# [原文抜粋]
%%
冬至は1年で最も昼が短く、夜が長い日です。
風水的にもエネルギーが陰から陽に切り替わり、運命を好転させるチャンスがやってきます。
そんな冬至について、さまざまな角度から考察してみました。
「かぼちゃを食べる」「ゆず湯に入る」という風習の由来は?
世界で重要視されてきた冬至のスピリチュアルな意味とは?
おすすめの食べ物や開運行動、そしてNGな行動は?
今回も一般的な知識だけでなく、よそでは聞けないお話がいろいろ出てきます。
じっくり読んで、あなたの素敵な未来づくりに役立ててくださいね。
取材・文
長谷川 恵子(ライター・編集者)。
企業勤務を経て、フリーライターとしてビジネス誌や企業、自治体の広報誌の取材・執筆に携わる。現在は書籍制作とWebライティングで多忙な日々。
監修:横浜中華街「盛華」
陣崎 マリア(風水師・九星気学鑑定士)
横浜中華街コンシェルジュ。運勢・運命・家相・方位鑑定を得意とする。手相でもプロの資格を持つ。
張 愛りん(風水師・九星気学鑑定士)
横浜中華街コンシェルジュ。サイキック能力を活かした運勢・運命鑑定を得意とし、 西洋占星術の資格も持つ。
%%
# [指示 A]
レコードのうち、文字列「motorcycle」を含む行をすべて返すこと。大文字と小文字は区別する。
冬至についての文章とレコードは、互いに関係のない別個の資料である。

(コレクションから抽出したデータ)
%%
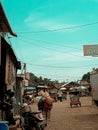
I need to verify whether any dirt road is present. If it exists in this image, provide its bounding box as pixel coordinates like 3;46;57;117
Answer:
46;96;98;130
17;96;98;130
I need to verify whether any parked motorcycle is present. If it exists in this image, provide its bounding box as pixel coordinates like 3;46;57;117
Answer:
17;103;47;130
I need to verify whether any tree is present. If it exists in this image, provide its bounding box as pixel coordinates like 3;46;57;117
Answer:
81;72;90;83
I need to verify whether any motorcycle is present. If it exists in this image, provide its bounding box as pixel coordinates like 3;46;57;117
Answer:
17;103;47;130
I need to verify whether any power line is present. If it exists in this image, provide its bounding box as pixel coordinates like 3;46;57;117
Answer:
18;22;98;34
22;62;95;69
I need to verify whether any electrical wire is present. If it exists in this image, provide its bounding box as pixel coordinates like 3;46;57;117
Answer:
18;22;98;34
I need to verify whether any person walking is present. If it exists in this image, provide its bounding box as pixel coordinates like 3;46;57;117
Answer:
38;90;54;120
%%
%%
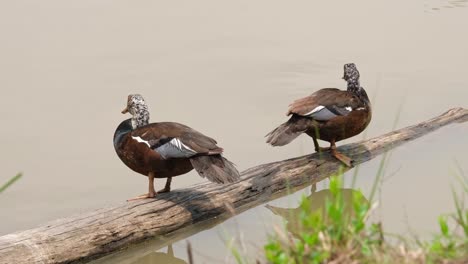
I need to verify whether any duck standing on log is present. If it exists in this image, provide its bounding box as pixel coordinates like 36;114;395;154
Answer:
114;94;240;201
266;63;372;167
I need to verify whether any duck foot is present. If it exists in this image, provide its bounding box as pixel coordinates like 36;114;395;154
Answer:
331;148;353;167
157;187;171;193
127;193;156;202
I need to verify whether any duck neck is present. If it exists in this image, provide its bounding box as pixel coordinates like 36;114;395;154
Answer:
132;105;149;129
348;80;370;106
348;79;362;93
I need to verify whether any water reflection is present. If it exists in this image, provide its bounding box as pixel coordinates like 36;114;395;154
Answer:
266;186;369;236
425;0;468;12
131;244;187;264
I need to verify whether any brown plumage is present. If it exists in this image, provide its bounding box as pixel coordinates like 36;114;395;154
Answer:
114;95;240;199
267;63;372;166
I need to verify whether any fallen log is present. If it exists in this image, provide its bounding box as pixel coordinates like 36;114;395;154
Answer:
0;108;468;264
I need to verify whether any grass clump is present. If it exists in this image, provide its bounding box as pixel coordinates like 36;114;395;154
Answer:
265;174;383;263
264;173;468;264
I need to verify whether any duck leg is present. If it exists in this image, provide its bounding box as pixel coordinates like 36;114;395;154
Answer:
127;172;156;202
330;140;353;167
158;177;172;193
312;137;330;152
%%
# [指示 B]
冬至についての文章を、最後の文の後から書き継ぐこと。

# [最終結果 A]
I need to verify whether any parked motorcycle is present. If it exists in this image, provide its bounding box as pixel coordinates like 3;46;57;117
I need to verify whether any motorcycle is present. If it exists in this image, provide its bounding box as pixel coordinates like 3;46;57;117

# [最終結果 B]
2024年の冬至はいつなのか
冬至は、北半球では1年で最も太陽が出ている時間が短く、夜が長い日です。
今年はいつ?と聞かれると、「何日だっけ?」と首をかしげる人が多いのは、夏至、春分、秋分などと同じく、年によって日にちが変動するせいでしょう。
2024年の冬至は12月21日、正確な時間(太陽黄経が270度になる瞬間)は日本時間の18時21分です。
日の入りが一番早い日は、冬至ではない
誤解されがちですが、冬至は「1年で最も日の出が遅い日」でも「日の入りが最も早い日」でもありません。
これは、地球の自転・公転と関係しています。
ひとつには、地球が自転する際の地軸が傾いていること。ひとつには、地球が公転する際の動きが楕円を描いていること。
この2つの要因によって、日の入りが早い日は冬至よりも前になり、日の出が遅い日は冬至よりも後になります。
それでも冬至の当日は、12月の他の日と比べると1分~数分の差で日照時間が最も短いのです。
日照時間が最長の夏至と比べると、地域差はありますが、4時間~6時間以上も短くなっています。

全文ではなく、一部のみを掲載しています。